::: MATERIAL FOR THIS EXERCISE :::
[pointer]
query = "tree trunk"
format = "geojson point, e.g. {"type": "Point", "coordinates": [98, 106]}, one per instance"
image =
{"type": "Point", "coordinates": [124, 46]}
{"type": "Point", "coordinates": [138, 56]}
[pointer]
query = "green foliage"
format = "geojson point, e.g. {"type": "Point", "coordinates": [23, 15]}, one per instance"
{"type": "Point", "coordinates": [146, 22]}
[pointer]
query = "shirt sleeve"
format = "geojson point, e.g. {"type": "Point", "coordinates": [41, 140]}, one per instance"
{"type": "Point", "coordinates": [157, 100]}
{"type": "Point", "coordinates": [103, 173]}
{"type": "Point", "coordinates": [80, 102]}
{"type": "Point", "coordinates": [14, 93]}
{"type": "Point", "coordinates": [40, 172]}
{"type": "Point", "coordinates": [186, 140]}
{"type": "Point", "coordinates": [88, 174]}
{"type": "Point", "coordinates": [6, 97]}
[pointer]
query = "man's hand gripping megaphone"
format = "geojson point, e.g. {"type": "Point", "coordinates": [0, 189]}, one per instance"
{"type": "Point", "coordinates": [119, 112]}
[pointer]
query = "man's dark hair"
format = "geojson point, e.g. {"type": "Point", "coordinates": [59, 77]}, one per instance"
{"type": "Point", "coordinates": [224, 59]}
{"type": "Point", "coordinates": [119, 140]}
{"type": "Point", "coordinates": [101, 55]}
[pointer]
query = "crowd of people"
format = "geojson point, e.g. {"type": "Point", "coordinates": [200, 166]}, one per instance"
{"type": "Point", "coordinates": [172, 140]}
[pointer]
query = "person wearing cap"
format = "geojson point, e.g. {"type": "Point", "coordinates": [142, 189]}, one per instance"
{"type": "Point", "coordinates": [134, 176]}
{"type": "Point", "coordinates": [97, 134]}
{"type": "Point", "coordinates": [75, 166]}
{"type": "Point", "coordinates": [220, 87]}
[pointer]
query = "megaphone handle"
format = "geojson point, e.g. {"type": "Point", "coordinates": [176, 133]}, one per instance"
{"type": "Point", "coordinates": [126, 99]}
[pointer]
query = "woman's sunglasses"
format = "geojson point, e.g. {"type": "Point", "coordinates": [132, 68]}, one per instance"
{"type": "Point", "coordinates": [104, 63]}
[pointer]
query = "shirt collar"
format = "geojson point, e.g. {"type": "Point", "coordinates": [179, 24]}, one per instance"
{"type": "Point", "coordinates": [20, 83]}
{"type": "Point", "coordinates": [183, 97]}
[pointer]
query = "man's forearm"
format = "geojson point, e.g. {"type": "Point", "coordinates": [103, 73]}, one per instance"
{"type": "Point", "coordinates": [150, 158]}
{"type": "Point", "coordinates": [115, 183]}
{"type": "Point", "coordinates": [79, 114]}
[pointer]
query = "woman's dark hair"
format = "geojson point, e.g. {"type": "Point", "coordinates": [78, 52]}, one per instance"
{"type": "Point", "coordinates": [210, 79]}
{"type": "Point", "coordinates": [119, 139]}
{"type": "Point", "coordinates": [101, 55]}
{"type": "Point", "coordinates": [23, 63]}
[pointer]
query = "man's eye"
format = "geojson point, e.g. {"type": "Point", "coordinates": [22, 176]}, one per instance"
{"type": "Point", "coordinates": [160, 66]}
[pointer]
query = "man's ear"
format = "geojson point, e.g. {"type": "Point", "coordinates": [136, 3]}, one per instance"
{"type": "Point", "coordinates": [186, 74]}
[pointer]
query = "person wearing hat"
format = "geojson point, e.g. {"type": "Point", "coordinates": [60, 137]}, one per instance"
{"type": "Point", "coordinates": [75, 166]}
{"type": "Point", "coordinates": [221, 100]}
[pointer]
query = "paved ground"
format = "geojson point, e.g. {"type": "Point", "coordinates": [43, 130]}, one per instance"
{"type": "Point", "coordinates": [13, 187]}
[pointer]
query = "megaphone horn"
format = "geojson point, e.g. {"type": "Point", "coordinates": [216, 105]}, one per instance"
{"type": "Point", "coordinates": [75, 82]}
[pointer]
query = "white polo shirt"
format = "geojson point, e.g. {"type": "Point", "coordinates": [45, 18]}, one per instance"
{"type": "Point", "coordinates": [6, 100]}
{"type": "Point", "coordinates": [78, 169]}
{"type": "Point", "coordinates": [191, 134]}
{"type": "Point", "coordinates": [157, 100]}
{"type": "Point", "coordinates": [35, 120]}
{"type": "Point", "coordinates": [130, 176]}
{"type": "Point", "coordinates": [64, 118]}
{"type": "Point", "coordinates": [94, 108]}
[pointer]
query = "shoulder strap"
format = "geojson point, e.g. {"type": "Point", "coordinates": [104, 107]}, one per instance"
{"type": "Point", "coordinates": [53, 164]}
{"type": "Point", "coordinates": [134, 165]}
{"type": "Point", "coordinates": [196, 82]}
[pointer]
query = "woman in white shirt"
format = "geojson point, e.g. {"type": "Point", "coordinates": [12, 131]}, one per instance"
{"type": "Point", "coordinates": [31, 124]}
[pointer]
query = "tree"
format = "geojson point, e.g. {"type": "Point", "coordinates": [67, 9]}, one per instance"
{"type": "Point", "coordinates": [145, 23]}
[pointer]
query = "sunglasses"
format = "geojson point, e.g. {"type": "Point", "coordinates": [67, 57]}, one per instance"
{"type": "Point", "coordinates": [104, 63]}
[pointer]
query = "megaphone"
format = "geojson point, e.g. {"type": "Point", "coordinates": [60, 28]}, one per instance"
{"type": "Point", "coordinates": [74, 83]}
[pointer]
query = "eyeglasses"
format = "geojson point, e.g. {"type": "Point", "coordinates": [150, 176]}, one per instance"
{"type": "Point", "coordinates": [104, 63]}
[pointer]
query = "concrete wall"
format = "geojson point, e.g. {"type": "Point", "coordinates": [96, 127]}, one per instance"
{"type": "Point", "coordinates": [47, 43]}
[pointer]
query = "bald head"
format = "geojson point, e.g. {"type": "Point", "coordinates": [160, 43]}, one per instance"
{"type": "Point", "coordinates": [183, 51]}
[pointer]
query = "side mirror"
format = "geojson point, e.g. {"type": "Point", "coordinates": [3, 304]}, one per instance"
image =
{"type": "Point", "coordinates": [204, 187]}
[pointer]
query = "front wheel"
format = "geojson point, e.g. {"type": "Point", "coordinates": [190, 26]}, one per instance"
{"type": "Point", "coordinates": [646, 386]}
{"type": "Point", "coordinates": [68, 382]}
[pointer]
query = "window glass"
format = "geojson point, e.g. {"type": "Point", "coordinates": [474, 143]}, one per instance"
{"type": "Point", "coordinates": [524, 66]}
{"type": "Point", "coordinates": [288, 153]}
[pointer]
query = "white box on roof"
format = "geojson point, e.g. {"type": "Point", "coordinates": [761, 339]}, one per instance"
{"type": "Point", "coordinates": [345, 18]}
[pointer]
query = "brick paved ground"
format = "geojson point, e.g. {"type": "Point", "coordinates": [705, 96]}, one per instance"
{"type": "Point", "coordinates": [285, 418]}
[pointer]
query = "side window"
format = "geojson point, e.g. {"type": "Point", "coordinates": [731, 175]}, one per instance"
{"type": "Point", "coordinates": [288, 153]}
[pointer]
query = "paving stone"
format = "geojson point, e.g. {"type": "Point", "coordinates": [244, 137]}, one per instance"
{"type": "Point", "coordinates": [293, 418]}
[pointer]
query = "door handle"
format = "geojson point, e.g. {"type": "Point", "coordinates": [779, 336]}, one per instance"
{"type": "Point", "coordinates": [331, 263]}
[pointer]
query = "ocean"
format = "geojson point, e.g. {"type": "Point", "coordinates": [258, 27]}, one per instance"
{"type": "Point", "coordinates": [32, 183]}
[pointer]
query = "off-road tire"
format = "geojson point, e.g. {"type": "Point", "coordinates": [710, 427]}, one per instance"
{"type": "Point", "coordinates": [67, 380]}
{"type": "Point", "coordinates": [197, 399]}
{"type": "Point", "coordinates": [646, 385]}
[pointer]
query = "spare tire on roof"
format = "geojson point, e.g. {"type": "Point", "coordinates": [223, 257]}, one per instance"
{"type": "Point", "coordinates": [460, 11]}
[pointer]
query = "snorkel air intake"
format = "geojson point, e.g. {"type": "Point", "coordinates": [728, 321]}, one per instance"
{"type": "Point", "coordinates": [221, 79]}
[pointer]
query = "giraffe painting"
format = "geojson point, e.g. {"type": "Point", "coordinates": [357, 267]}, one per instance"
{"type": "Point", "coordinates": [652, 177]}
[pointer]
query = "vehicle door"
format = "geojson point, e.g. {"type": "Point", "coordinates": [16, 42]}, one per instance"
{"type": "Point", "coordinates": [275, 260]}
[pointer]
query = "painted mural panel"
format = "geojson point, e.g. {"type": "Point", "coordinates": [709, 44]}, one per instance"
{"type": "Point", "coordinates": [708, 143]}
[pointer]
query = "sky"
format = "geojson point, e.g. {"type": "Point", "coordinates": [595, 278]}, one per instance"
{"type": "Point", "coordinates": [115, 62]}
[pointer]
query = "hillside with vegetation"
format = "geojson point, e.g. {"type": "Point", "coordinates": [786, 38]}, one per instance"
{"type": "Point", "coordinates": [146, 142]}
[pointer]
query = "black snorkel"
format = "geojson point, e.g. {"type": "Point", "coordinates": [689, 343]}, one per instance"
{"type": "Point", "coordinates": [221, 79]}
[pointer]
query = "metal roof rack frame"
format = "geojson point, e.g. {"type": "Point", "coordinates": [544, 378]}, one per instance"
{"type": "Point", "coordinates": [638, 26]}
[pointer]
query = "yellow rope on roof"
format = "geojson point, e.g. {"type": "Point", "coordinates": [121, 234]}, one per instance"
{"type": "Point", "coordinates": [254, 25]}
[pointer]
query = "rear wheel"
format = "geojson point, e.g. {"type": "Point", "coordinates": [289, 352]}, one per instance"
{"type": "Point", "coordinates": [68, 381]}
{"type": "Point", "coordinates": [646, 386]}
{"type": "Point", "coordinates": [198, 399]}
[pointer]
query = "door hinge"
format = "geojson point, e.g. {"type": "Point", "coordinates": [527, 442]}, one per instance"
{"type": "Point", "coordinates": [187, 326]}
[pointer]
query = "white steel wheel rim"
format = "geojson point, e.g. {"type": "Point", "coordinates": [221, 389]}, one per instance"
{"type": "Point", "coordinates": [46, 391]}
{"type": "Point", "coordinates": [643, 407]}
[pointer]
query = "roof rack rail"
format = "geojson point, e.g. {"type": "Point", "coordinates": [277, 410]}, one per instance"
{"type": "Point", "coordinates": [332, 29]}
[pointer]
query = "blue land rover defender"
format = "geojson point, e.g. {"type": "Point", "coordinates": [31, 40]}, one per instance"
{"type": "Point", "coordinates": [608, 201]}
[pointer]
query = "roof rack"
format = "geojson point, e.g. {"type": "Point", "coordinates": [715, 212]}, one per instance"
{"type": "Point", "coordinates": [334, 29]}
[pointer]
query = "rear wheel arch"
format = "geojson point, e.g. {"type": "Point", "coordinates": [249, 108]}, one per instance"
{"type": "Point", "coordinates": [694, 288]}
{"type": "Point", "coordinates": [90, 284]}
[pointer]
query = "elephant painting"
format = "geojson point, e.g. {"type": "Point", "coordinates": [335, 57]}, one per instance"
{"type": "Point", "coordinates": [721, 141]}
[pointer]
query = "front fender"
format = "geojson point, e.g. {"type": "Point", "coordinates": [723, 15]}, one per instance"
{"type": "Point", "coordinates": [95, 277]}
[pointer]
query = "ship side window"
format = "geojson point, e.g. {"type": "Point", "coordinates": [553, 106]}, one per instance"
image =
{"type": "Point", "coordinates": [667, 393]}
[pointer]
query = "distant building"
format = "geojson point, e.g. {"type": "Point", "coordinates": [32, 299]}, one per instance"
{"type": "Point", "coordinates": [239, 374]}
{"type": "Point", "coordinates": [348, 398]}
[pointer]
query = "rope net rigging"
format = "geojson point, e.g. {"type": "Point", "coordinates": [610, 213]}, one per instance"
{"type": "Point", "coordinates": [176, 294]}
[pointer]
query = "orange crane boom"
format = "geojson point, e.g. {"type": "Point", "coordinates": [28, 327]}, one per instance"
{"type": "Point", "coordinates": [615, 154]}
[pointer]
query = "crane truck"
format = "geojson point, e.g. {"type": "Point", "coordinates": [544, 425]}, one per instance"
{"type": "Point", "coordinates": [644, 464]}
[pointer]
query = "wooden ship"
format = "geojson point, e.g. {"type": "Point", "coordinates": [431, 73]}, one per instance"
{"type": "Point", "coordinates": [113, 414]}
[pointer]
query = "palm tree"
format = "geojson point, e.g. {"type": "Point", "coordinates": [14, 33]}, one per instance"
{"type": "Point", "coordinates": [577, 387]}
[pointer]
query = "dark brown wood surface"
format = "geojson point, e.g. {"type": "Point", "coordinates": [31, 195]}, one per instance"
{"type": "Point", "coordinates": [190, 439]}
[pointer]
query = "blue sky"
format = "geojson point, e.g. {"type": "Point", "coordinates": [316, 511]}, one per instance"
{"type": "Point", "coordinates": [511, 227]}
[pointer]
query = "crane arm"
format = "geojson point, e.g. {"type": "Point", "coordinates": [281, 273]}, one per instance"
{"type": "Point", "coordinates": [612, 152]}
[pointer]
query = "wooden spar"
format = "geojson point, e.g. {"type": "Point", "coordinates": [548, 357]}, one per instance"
:::
* **THE PROBLEM**: Locate each row above that contains the string "ground" and copy those rows in full. Case matters.

* **COMPLETE ANSWER**:
query = "paved ground"
query = "brick paved ground"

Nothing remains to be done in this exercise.